Your goal:
All pictures are to be skipped; retype only the lines from the top of the entries through the line with "Outline every instance of the red awning", both included.

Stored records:
----

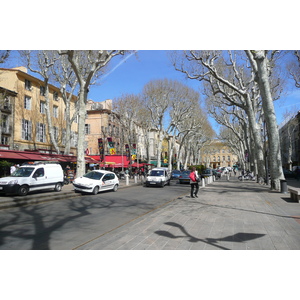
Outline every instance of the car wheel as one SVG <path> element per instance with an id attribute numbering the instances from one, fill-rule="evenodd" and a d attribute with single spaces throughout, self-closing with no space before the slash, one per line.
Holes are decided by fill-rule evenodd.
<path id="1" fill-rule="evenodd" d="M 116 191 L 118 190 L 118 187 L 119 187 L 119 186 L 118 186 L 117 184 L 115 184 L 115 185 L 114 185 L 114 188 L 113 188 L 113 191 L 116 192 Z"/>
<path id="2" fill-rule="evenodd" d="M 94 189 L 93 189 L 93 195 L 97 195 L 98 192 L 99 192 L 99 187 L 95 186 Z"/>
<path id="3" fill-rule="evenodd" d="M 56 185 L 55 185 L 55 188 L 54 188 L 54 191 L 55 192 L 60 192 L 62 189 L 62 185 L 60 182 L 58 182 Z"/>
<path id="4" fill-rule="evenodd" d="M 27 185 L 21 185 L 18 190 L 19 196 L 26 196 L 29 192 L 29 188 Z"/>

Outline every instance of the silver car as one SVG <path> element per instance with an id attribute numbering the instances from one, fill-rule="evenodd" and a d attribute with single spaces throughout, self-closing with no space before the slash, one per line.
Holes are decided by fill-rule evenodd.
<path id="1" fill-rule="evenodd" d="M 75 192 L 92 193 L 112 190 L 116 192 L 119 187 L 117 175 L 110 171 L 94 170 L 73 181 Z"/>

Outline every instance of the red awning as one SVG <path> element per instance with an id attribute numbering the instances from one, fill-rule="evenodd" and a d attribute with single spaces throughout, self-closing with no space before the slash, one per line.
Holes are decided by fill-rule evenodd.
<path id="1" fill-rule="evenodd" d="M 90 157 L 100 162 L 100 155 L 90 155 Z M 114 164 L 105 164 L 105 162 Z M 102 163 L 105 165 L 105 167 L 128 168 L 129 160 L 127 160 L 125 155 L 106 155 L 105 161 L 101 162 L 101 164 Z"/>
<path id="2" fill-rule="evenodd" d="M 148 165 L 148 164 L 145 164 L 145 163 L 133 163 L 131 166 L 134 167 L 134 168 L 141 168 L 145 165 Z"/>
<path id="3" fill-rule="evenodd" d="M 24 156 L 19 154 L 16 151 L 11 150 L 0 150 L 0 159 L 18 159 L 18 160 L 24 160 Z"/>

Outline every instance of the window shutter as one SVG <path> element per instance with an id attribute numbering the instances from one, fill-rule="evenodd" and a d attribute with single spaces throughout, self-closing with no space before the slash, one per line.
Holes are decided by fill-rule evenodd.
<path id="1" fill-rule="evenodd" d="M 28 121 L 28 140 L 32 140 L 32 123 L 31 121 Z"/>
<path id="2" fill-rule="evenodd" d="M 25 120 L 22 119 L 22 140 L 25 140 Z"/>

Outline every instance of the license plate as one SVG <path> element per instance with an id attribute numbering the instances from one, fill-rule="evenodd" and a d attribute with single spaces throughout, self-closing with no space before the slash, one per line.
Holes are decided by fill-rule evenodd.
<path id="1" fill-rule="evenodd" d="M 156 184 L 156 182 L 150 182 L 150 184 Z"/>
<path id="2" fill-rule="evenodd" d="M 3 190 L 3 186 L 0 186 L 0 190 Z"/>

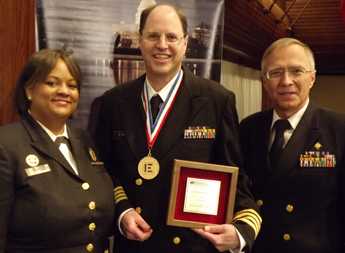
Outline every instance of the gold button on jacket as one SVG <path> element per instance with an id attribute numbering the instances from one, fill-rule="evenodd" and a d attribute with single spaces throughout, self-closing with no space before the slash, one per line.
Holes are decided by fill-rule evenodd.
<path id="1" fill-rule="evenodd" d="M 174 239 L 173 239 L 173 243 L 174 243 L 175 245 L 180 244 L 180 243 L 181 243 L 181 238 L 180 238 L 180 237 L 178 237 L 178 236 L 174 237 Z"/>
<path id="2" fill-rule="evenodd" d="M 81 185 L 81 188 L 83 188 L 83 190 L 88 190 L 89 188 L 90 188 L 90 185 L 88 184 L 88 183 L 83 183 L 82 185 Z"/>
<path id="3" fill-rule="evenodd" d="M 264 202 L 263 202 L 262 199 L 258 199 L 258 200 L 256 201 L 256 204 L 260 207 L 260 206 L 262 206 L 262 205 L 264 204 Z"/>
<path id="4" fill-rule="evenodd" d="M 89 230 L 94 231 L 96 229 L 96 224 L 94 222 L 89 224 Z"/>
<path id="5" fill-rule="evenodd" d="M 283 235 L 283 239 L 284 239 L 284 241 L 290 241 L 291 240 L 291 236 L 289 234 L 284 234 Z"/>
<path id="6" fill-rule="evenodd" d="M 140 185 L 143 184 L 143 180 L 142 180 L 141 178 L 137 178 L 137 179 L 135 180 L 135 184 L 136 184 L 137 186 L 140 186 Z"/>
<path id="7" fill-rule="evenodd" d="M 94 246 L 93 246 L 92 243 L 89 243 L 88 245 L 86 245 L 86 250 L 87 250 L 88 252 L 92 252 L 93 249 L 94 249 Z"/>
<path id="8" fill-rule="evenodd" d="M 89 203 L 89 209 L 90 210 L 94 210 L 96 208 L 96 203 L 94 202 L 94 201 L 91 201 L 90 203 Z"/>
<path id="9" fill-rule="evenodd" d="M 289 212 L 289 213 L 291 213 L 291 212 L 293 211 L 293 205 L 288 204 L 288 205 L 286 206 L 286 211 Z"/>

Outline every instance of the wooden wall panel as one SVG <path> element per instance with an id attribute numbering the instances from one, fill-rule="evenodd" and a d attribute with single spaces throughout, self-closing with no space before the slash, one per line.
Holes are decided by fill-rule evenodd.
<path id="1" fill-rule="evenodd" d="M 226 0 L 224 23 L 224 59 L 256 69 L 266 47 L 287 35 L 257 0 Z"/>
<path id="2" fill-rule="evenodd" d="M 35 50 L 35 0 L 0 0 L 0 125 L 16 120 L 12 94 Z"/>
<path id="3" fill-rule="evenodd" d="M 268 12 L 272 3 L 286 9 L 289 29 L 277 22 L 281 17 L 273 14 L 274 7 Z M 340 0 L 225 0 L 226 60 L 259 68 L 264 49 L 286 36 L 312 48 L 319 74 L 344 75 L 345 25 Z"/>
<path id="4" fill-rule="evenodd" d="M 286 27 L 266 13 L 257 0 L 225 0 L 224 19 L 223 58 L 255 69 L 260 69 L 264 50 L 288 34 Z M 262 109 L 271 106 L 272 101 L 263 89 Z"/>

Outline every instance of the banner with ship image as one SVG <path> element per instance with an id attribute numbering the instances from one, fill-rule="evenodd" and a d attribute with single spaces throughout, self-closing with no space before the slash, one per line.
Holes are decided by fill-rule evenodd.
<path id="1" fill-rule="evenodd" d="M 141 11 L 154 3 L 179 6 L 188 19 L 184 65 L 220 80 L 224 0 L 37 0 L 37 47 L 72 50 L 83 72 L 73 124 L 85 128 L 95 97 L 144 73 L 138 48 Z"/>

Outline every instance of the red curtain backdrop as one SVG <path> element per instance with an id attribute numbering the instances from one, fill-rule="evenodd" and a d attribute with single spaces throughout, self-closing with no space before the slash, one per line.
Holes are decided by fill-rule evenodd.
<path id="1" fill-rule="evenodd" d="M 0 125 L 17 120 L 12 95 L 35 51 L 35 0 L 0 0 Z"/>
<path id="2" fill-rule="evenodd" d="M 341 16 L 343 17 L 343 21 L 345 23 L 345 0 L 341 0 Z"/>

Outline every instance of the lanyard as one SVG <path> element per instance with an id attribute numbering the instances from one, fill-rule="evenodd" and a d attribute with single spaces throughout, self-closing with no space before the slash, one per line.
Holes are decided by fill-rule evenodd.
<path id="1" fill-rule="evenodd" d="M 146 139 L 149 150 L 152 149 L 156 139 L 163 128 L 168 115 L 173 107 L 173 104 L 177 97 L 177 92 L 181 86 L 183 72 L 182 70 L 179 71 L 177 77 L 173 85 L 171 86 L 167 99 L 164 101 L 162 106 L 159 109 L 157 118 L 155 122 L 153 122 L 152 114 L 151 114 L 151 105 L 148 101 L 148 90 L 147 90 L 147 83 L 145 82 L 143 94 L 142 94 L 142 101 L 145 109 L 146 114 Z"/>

----

Answer below:
Outline every instance of the car wheel as one SVG <path> element per instance with an id attribute numbering the instances from one, fill-rule="evenodd" and a d attribute with single spaces throughout, self-closing with no space before the slash, one per line.
Holes are decided by fill-rule evenodd.
<path id="1" fill-rule="evenodd" d="M 116 191 L 118 190 L 118 187 L 119 187 L 119 186 L 118 186 L 117 184 L 115 184 L 115 185 L 114 185 L 114 188 L 113 188 L 113 191 L 116 192 Z"/>
<path id="2" fill-rule="evenodd" d="M 94 189 L 93 189 L 93 195 L 97 195 L 98 192 L 99 192 L 99 187 L 95 186 Z"/>
<path id="3" fill-rule="evenodd" d="M 56 185 L 55 185 L 55 188 L 54 188 L 54 191 L 55 192 L 60 192 L 62 189 L 62 185 L 60 182 L 58 182 Z"/>
<path id="4" fill-rule="evenodd" d="M 27 185 L 21 185 L 18 190 L 19 196 L 26 196 L 29 192 L 29 188 Z"/>

Outline every instance of the silver car as one SVG <path> element per instance with an id attribute numbering the instances from one, fill-rule="evenodd" and a d attribute with single spaces throughout, self-closing with no space before the slash, one per line.
Holes are decided by fill-rule evenodd.
<path id="1" fill-rule="evenodd" d="M 75 192 L 92 193 L 112 190 L 116 192 L 119 187 L 117 175 L 110 171 L 94 170 L 73 181 Z"/>

Outline every instance of the red awning as one SVG <path> element per instance with an id attribute numbering the instances from one, fill-rule="evenodd" and a d attribute with single spaces throughout, self-closing with no space before the slash, one per line.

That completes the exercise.